■ Tarefa
Reproduza todo o material substituindo "wildlife count" por "animal census" e sem alterar mais nada. Deixe as imagens de fora da resposta.

● ● ●

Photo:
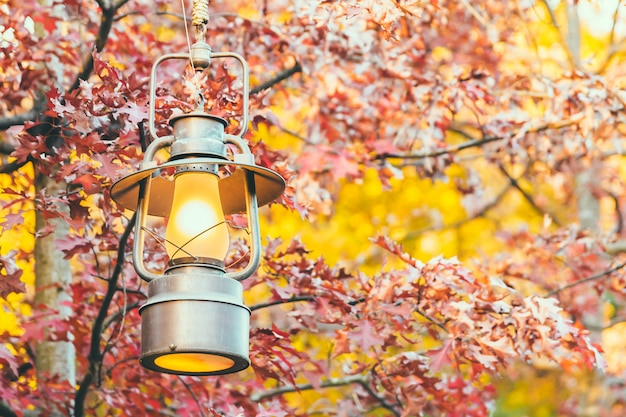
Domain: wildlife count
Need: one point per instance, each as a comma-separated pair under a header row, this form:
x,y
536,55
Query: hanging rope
x,y
199,18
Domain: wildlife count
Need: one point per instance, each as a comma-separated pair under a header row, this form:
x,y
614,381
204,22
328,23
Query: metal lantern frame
x,y
195,308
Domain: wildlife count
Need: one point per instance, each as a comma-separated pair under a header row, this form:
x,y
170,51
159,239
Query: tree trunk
x,y
53,277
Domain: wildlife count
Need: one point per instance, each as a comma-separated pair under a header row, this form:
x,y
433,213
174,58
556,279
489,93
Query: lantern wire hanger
x,y
194,321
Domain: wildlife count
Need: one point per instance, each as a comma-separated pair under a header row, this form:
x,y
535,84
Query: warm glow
x,y
196,225
194,362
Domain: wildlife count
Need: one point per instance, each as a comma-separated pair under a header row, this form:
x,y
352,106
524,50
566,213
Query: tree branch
x,y
585,280
95,355
526,196
294,299
329,383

● ● ●

■ Solução abaixo
Photo:
Domain: animal census
Need: one point per instance, each as a comma-separated pair under a header row, this form:
x,y
536,55
Query: hanging rope
x,y
199,18
Domain: animal census
Need: one point per instance, each as a comma-separated pair under a header row, this form:
x,y
614,381
204,22
328,23
Query: metal lantern frame
x,y
195,308
Domain: animal census
Need: one point per instance, each as a comma-separated pair under a header row, this form:
x,y
170,51
159,239
Query: tree trunk
x,y
53,277
Domain: animal census
Need: one point per instance, each as a comma-separated pair under a header row, this form:
x,y
433,213
174,58
556,279
489,93
Query: lantern wire hanger
x,y
194,321
Domain: animal census
Need: one point per instance, each as a comma-separated pair under a header row, this form:
x,y
535,84
Query: warm glow
x,y
196,225
194,362
Domain: animal census
Need: one point per instance, each as a comma-separated pair under a header row, this form:
x,y
352,106
524,50
566,213
Query: tree branch
x,y
585,280
95,355
526,196
294,299
329,383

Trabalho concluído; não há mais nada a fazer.